START RECORDS PROVIDED

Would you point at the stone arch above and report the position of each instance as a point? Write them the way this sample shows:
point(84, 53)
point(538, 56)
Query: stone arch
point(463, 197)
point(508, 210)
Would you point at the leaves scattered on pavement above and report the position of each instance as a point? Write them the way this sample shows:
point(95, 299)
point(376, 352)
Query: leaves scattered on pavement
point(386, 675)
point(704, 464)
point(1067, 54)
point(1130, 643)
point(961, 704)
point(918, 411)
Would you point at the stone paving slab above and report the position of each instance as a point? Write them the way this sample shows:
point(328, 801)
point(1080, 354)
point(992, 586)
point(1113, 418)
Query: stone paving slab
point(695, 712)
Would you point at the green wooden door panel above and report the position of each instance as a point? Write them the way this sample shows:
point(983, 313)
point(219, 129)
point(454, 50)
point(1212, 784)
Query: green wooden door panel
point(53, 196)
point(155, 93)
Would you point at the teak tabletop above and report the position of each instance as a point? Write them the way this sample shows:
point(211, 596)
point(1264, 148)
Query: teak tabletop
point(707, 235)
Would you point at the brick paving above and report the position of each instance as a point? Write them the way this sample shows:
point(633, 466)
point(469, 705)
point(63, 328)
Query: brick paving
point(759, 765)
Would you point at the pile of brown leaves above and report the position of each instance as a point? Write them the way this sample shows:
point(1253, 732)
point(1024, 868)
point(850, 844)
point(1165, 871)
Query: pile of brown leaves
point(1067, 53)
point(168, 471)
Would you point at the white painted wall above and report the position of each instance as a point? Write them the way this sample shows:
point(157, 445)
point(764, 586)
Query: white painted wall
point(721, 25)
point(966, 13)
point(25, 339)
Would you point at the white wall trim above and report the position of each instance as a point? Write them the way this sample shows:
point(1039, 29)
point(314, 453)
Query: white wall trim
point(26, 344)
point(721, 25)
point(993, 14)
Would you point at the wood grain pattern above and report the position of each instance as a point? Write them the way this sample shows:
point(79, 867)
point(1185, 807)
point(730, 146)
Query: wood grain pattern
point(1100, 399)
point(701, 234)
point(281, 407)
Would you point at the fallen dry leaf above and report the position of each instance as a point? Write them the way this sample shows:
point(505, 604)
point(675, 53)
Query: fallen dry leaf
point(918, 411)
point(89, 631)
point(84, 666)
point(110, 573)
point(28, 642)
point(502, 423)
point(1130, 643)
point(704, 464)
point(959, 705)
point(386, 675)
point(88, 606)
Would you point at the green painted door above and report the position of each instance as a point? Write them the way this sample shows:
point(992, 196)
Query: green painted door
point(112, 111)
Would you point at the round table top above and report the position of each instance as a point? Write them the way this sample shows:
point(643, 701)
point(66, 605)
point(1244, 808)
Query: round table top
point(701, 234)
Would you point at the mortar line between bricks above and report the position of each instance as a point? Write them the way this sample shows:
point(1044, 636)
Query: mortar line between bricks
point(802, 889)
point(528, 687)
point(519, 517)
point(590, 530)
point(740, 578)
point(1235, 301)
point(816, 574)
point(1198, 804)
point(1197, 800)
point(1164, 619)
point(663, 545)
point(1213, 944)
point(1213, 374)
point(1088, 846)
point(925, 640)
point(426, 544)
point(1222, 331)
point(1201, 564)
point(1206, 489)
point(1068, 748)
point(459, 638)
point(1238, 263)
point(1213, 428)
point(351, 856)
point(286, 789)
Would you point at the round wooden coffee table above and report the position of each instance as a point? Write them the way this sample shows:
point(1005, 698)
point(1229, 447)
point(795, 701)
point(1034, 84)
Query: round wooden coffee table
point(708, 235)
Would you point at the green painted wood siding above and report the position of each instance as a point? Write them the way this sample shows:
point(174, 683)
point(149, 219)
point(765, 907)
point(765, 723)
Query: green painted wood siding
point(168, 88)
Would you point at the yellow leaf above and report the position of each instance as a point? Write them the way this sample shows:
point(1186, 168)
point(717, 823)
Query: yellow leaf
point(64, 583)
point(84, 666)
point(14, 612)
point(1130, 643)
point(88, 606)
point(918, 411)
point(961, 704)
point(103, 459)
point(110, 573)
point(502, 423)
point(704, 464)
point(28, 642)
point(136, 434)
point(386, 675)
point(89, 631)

END RECORDS PROVIDED

TASK STATEMENT -
Write out exactly the lines starting with the one that holds "point(795, 701)" and running through the last line above.

ANSWER TO THE EXERCISE -
point(795, 701)
point(1034, 84)
Query: round wooden coffee table
point(708, 235)
Would you point at the green painted wood siding above and report the position of each instance as a point? Write them the way this sample shows:
point(174, 683)
point(149, 219)
point(765, 907)
point(765, 723)
Query: green painted wood siding
point(168, 88)
Would you point at the yellow leaf above and report the position of each instance as a point? Write them the way this sample shows:
point(1186, 168)
point(717, 823)
Query: yellow leaf
point(64, 583)
point(84, 666)
point(14, 612)
point(1130, 643)
point(88, 606)
point(918, 411)
point(961, 704)
point(103, 459)
point(110, 573)
point(502, 423)
point(704, 464)
point(28, 642)
point(136, 434)
point(386, 675)
point(89, 631)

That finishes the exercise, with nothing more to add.